Start of Records for this exercise

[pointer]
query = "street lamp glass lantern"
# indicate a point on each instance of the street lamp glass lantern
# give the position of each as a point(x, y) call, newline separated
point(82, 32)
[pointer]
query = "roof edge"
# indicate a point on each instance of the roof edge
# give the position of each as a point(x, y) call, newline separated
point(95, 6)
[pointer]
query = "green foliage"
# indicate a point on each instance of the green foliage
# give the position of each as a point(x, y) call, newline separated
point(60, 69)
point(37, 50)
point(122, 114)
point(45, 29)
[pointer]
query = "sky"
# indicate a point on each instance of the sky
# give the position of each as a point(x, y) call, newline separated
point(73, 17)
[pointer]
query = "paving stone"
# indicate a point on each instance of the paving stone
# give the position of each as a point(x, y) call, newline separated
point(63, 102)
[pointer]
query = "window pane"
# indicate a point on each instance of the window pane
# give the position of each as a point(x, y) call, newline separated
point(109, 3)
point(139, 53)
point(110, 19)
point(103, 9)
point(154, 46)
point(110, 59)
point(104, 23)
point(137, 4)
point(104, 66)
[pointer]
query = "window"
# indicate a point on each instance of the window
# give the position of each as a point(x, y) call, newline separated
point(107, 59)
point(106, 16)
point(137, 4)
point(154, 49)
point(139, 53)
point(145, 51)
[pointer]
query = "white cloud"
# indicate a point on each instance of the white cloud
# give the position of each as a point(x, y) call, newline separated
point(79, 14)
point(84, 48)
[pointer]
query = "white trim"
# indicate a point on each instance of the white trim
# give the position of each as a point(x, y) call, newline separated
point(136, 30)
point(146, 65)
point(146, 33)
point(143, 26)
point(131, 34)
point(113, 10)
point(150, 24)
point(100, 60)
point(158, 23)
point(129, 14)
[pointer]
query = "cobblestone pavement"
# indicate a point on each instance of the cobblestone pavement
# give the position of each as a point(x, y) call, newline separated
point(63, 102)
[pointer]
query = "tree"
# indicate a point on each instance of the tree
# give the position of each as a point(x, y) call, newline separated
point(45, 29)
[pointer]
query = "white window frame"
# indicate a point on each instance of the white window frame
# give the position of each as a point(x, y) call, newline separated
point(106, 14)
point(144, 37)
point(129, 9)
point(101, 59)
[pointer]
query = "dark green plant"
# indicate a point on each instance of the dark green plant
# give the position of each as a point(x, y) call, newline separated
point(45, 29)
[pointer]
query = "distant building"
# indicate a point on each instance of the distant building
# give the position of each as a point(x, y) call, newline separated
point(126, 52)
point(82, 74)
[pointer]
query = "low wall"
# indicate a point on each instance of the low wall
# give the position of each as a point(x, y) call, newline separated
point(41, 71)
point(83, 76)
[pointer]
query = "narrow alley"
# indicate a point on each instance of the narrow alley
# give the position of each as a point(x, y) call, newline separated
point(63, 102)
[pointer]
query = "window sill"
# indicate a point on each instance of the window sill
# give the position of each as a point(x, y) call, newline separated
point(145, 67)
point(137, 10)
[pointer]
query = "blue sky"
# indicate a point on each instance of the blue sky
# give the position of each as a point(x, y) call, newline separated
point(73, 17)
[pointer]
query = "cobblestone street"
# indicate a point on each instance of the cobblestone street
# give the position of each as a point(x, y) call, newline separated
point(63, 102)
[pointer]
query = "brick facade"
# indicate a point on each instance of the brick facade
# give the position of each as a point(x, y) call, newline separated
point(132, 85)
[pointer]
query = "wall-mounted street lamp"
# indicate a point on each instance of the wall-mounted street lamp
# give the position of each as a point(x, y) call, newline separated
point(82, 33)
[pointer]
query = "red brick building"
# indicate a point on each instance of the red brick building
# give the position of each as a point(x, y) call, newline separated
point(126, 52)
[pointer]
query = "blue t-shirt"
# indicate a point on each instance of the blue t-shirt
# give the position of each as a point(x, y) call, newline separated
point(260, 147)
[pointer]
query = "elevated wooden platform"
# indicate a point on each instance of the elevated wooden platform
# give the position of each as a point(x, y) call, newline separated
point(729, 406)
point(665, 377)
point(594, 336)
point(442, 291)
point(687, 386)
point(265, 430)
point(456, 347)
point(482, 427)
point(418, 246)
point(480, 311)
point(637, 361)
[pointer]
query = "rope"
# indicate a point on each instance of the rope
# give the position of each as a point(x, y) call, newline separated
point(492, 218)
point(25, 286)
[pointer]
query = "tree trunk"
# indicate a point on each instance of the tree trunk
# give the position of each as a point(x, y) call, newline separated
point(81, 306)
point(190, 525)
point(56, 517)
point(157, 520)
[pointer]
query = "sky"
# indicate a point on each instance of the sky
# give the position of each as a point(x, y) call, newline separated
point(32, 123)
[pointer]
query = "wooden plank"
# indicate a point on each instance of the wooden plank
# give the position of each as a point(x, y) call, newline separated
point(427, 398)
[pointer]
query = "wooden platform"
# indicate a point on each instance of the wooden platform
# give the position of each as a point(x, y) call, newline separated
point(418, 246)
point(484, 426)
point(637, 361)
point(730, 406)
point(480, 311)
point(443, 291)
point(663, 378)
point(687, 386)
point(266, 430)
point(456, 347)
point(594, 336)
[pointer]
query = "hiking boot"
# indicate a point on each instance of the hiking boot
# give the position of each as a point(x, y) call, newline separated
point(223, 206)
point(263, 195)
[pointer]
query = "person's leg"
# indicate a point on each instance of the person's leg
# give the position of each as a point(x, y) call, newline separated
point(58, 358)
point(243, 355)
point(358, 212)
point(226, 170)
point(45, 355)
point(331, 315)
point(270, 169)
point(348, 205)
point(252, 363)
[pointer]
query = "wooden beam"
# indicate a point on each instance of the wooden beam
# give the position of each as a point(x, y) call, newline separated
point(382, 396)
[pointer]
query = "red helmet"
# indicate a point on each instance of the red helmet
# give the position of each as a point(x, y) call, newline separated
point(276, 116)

End of Records for this exercise

- [Exercise brief] Output every entry exactly as given.

- [Written response]
[pointer]
query = "street lamp glass lantern"
# indicate a point on each instance of the street lamp glass lantern
# give the position of each as a point(x, y) call, newline separated
point(82, 32)
[pointer]
query = "roof edge"
# indicate a point on each instance of the roof edge
# give the position of each as a point(x, y) call, newline separated
point(95, 6)
[pointer]
query = "green foliage"
# indicate a point on each instance of the green foliage
# give the position of each as a point(x, y) call, newline separated
point(60, 69)
point(37, 50)
point(122, 114)
point(45, 29)
[pointer]
query = "sky"
# indicate a point on each instance of the sky
# give the position of each as a point(x, y) call, newline separated
point(73, 17)
[pointer]
query = "paving stone"
# indicate a point on each instance of the paving stone
# give the position of each as a point(x, y) call, newline separated
point(63, 102)
[pointer]
query = "window pane"
# indicate a point on each instance of the window pane
# give the position of each as a point(x, y) call, newline separated
point(109, 3)
point(139, 53)
point(110, 19)
point(103, 9)
point(154, 46)
point(110, 59)
point(104, 23)
point(137, 4)
point(104, 66)
[pointer]
query = "window"
# indicate a point on each instance of the window
# give the position of each as a point(x, y) call, newline separated
point(107, 59)
point(106, 16)
point(137, 4)
point(154, 49)
point(139, 53)
point(145, 51)
[pointer]
query = "white cloud"
# indicate a point on each instance of the white cloud
# give the position of each as a point(x, y) call, newline separated
point(79, 14)
point(84, 48)
[pointer]
query = "white trim"
# indicate a point on each instance of the white trim
# give the position of each as a point(x, y) call, newline separated
point(136, 30)
point(146, 65)
point(146, 33)
point(143, 26)
point(131, 34)
point(113, 10)
point(150, 24)
point(100, 60)
point(158, 23)
point(129, 14)
[pointer]
query = "cobblestone pavement"
# indicate a point on each instance of the cobblestone pavement
# give the position of each as a point(x, y) call, newline separated
point(63, 102)
[pointer]
query = "tree"
# indicate a point on each instance of the tree
# give the position of each as a point(x, y) call, newline separated
point(45, 29)
[pointer]
query = "white window frame"
# indicate a point on each instance of the white window frame
# give the position of each as a point(x, y) call, newline separated
point(106, 14)
point(144, 37)
point(129, 9)
point(101, 59)
[pointer]
query = "dark green plant"
# indicate a point on each instance of the dark green plant
# give the position of each as a point(x, y) call, newline separated
point(45, 29)
[pointer]
query = "distant building"
# indicate a point on each instance of the distant building
# give the position of each as a point(x, y) call, newline separated
point(126, 52)
point(82, 74)
[pointer]
query = "low wall"
# indicate a point on each instance of the low wall
# give the position of each as a point(x, y) call, newline separated
point(41, 71)
point(83, 76)
[pointer]
query = "narrow alley"
# indicate a point on each instance of the narrow alley
# give the position of each as a point(x, y) call, newline separated
point(63, 102)
[pointer]
query = "window sill"
# indicate a point on each instance of the window sill
# give the position of each as a point(x, y) call, newline separated
point(145, 67)
point(137, 10)
[pointer]
query = "blue sky"
# indicate a point on each instance of the blue sky
# give the position of each as a point(x, y) call, newline separated
point(73, 17)
[pointer]
query = "cobblestone street"
# indicate a point on each instance of the cobblestone street
# give the position of each as a point(x, y) call, newline separated
point(63, 102)
[pointer]
query = "brick facade"
# indicate a point on each instance of the brick facade
# give the position of each as a point(x, y) call, newline separated
point(132, 85)
[pointer]
query = "wall-mounted street lamp"
# indicate a point on each instance of the wall-mounted street lamp
# give the position of each as a point(x, y) call, newline separated
point(82, 33)
[pointer]
query = "red brick building"
# indicate a point on each instance of the red brick building
# give the position of each as a point(x, y) call, newline separated
point(126, 52)
[pointer]
query = "blue t-shirt"
# indicate a point on each instance of the blue t-shirt
# give the position of each as a point(x, y) call, newline separated
point(260, 147)
[pointer]
query = "elevated wooden platform"
# indicate a point on each instance of the elevated wooden platform
# give the position of each as a point(x, y) call, newline separated
point(729, 406)
point(665, 377)
point(594, 336)
point(442, 291)
point(687, 386)
point(265, 430)
point(456, 347)
point(482, 427)
point(418, 246)
point(480, 311)
point(637, 361)
[pointer]
query = "rope"
# indicate a point on each instance of the rope
# give the position of each as a point(x, y) call, newline separated
point(492, 218)
point(25, 286)
[pointer]
query = "tree trunk"
# indicate a point on each instance of the tree trunk
# give the position of each as a point(x, y) call, newline separated
point(81, 306)
point(190, 525)
point(56, 517)
point(157, 520)
[pointer]
query = "sky"
# indicate a point on each instance of the sky
# give the position of each as a point(x, y) call, newline separated
point(32, 123)
[pointer]
query = "wooden plank"
# indicate a point on each instance of the wooden plank
# give the position of each as a point(x, y) call, newline separated
point(427, 398)
[pointer]
query = "wooden platform"
# indicate a point on each instance of the wooden platform
# give the position of each as a point(x, y) call, newline separated
point(418, 246)
point(484, 426)
point(637, 361)
point(730, 406)
point(480, 311)
point(443, 291)
point(663, 378)
point(687, 386)
point(266, 430)
point(456, 347)
point(594, 336)
[pointer]
query = "hiking boot"
# indicate a point on each instance of the hiking boot
# give the position of each as a point(x, y) call, newline separated
point(223, 206)
point(263, 195)
[pointer]
query = "person's leg"
# indicate a point on each instance of the person's leg
# give the position of each as a point(x, y) call, newline separated
point(58, 358)
point(243, 355)
point(358, 212)
point(226, 170)
point(45, 355)
point(331, 315)
point(270, 169)
point(348, 205)
point(252, 363)
[pointer]
query = "wooden beam"
# indicate a point on each instance of the wooden beam
# give the position of each as a point(x, y) call, newline separated
point(382, 396)
[pointer]
query = "red helmet"
# indicate a point on each instance of the red helmet
# give the position of each as a point(x, y) call, newline separated
point(276, 116)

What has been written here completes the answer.